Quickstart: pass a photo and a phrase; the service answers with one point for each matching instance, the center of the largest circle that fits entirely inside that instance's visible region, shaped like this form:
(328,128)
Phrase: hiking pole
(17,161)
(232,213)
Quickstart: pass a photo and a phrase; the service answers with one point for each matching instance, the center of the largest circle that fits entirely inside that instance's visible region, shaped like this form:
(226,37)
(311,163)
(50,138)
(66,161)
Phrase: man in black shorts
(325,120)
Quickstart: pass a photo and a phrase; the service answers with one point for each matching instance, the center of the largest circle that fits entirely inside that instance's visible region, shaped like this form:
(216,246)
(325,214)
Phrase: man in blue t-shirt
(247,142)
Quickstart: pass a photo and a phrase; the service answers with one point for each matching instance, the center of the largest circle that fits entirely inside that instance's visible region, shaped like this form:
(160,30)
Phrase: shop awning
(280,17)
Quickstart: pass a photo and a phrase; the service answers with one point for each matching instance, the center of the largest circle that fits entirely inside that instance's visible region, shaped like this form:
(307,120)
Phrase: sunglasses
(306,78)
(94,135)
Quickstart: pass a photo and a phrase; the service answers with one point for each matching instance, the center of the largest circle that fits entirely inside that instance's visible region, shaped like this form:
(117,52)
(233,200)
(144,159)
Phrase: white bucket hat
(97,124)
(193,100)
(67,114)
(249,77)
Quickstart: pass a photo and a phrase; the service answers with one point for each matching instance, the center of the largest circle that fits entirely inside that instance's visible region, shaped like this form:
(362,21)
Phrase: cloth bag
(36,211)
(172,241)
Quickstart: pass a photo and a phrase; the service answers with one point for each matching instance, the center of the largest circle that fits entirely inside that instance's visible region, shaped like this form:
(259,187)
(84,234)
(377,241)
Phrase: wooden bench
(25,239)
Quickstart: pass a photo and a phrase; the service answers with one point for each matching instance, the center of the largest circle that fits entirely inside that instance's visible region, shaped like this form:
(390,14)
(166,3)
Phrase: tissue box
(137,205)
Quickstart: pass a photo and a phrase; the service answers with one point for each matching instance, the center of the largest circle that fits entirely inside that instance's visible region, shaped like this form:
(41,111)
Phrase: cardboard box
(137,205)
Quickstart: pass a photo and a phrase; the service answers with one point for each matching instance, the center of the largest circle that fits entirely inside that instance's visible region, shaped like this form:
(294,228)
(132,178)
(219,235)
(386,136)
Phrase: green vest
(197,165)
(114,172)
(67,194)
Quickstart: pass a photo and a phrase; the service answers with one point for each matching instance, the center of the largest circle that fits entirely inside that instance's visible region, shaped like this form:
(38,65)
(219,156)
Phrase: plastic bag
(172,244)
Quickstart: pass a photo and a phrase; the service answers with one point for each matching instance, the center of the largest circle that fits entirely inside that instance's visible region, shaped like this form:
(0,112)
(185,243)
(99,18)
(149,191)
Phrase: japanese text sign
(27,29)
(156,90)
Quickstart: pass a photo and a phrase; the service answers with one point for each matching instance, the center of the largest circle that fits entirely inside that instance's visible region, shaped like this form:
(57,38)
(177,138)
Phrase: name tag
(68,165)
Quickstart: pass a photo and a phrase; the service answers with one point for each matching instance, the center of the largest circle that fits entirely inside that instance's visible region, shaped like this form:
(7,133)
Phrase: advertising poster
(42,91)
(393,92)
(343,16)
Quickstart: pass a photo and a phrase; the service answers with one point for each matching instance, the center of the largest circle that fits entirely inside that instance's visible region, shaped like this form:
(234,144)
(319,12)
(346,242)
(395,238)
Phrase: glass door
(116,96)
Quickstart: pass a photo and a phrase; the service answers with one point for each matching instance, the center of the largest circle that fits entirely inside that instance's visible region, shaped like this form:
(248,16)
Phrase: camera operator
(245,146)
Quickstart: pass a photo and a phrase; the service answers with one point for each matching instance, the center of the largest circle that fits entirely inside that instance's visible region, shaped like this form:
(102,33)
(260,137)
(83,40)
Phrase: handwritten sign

GOAL: Every record above needs to be repeated word for word.

RESPONSE:
Quickstart: pass a photo and a phrase; the service answers with one point for each matching instance, the center of the largest circle that fits entirely inside that instance's visible region, shaped like this form:
(328,128)
Phrase: hiking pole
(17,161)
(232,213)
Quickstart: pass a photo and a phrase; the service answers with one point for each matching instance, the center of the largest circle that fits entirely inside that instance's visible region, shaped like this form:
(226,37)
(311,163)
(50,138)
(66,161)
Phrase: man in black shorts
(325,120)
Quickstart: pass a photo and a phrase; the service answers with one point for each matching instance, the center of the largest circle that fits entirely inside that instance's visible region, shaped like this form:
(216,246)
(325,214)
Phrase: man in blue t-shirt
(247,142)
Quickstart: pass a photo and a phrase; the service answers with one point for each matching instance, the center of the largest circle that fits entirely inside that instance's visible region, shaped like this form:
(160,30)
Phrase: shop awning
(280,17)
Quickstart: pass a photo and a phrase; the service answers with one point for each matching instance, the center of the largest circle that fits entirely inside that instance's visible region, shaped like this form:
(307,120)
Phrase: sunglasses
(306,78)
(94,135)
Quickstart: pass a photo and a phrase; the service answers with one point for each matching instance, the center of the largest circle that fits entirely inside that instance's visible region, shaped like this form:
(117,52)
(233,200)
(144,159)
Phrase: white bucket hat
(97,124)
(193,100)
(67,114)
(249,77)
Quickstart: pass a photo and a phrase; the service answers with one point for each matching instance, the center of the largest circle that fits entirely inside that instance's visible region, shaped like this form:
(362,21)
Phrase: cloth bag
(36,211)
(172,241)
Quickstart: pass a photo and a phrase; the service answers with one point for each matching instance, the center of the largest circle that fits entirely inside that instance's visible region, shaped like this form:
(259,187)
(84,234)
(377,241)
Phrase: wooden bench
(25,239)
Quickstart: pass a photo and a phrase; the service answers with one point for each matching instance, the center of the largest circle that fits entirely inside that instance's visible region, shaped like this form:
(390,14)
(166,3)
Phrase: tissue box
(137,205)
Quickstart: pass a photo and a phrase; the service answers with one point for each matching instance, the center of the largest circle that fits entirely inside that instance's visible region, shaped like this form:
(41,111)
Phrase: cardboard box
(137,205)
Quickstart: pass a photo and a phrase; the service answers with one point for each matching instance, the center of the largest circle that fits entirely inside that instance's visible region, shaped like this form:
(294,228)
(132,178)
(219,235)
(386,136)
Phrase: green vest
(197,165)
(114,172)
(67,194)
Quickstart: pass a photo and a phrase; the service answers with one point for each matching instance, the center of the largest circle that fits entirely inside that instance's visible region, shaped like this form:
(38,65)
(219,156)
Phrase: plastic bag
(172,244)
Quickstart: pass a photo and a phrase; the service answers with one point for each matching instance, the center of the largest circle that fits entirely inside that instance's visible region, shaped like this form:
(0,112)
(185,243)
(99,18)
(149,191)
Phrase: japanese text sign
(27,29)
(156,90)
Quickstart: pass a photo and a phrase; the service answers with one point for each matching instance, the center of the largest circle that fits entirely inside that instance's visible region, shaped like this form:
(57,38)
(177,138)
Phrase: name tag
(68,165)
Quickstart: pass a photo and a phrase; the service answers with one point for each matching instance, the center of the largest circle that fits entirely inside that instance's visible region, shaped like this form:
(7,133)
Phrase: advertising poster
(42,91)
(393,92)
(343,16)
Quickstart: pass a photo and a phrase; the service answers with one point for each matching instance, the center of the largest circle that fits entirely inside that instance's visible region, shaped like this form:
(234,144)
(319,12)
(346,242)
(395,238)
Phrase: glass door
(116,96)
Quickstart: pass a photo and a phrase; the service answers with one point for each matching instance, the center of the largest circle that fits entirely inside that instance's visible region, shaped like this form:
(248,16)
Phrase: camera operator
(245,146)
Quickstart: pass a photo and a phrase; the service answers with one point for each matching instance, the center of the largest circle that fits entirely inside that instance's visible region, shaped like this form:
(102,33)
(260,137)
(83,40)
Phrase: handwritten sign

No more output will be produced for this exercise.